Arrange the rows as a numbered list with blank lines omitted, starting with the line that contains "Practice. Put a dot on the street" and continuing through the last line of the rows.

# ENTRIES:
::::::::

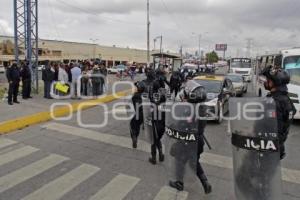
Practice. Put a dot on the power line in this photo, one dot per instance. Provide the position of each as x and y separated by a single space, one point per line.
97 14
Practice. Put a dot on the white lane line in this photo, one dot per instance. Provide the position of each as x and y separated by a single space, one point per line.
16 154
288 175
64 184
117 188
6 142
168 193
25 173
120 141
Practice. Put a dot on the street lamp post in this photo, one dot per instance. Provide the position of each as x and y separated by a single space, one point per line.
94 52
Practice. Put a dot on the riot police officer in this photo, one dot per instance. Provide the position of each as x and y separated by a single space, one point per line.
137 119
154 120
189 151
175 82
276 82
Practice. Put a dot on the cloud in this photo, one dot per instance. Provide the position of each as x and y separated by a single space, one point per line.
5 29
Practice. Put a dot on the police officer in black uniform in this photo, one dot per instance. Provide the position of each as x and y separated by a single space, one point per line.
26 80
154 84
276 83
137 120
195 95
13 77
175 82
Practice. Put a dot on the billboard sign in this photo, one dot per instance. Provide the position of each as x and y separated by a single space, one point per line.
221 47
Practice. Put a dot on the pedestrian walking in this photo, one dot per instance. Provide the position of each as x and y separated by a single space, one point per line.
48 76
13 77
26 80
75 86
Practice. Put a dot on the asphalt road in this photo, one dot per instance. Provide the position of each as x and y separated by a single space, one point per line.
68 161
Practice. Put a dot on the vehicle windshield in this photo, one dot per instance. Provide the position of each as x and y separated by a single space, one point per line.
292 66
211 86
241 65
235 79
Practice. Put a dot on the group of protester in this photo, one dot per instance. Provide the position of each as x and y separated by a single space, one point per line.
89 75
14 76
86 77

::::::::

# COMPLETE RESPONSE:
1. Practice. Put a dot on the street lamp post in this photo, one dot per instance. Provide the position of each as x and y separated by a single space, one point per line.
2. 94 52
3. Practice. Put a dot on the riot police officer in this photo, one dot per instance. Provide the position of each as x and y separated by a single space, one point per line.
4. 137 119
5. 154 120
6. 189 151
7. 175 82
8. 276 82
9. Practice. Put a dot on the cloud in this photo, one dot per instance. Provide the position of each as x and y separated by a single space, one point per line.
10. 5 29
11. Practice. Put a dot on the police officer in black uniform in this photo, one dot per instance. Provide the position of each as x and y separated by a single space, one point per line.
12. 26 80
13. 154 84
14. 276 83
15. 137 120
16. 195 95
17. 13 77
18. 175 82
19. Practice. Put a dot on the billboard sign in this photo, one dot per instance. Provide the position of each as x and y separated by a single space, one point per line.
20. 221 47
21. Practice. Put a dot on the pedestrian walking in this photo, one dot per instance. Provide the position of each as x and y separated by a single space, one point per line.
22. 48 76
23. 13 77
24. 26 80
25. 75 86
26. Practice. Put a dot on the asphalt road in this photo, one dot per instance. Provide the position of each as x and y separated by a single space, one point per line.
27. 68 161
28. Practice. Put a dot on the vehicle windshield in this photo, one dot per instance. Provide the position of each as x and y separated by a single space, one point per line.
29. 292 66
30. 211 86
31. 241 65
32. 235 79
33. Practice. Put a dot on the group of protester in this photo, one dot per instance. Provide the position of each as x and y separated by a single space, one point per line.
34. 89 75
35. 14 76
36. 86 77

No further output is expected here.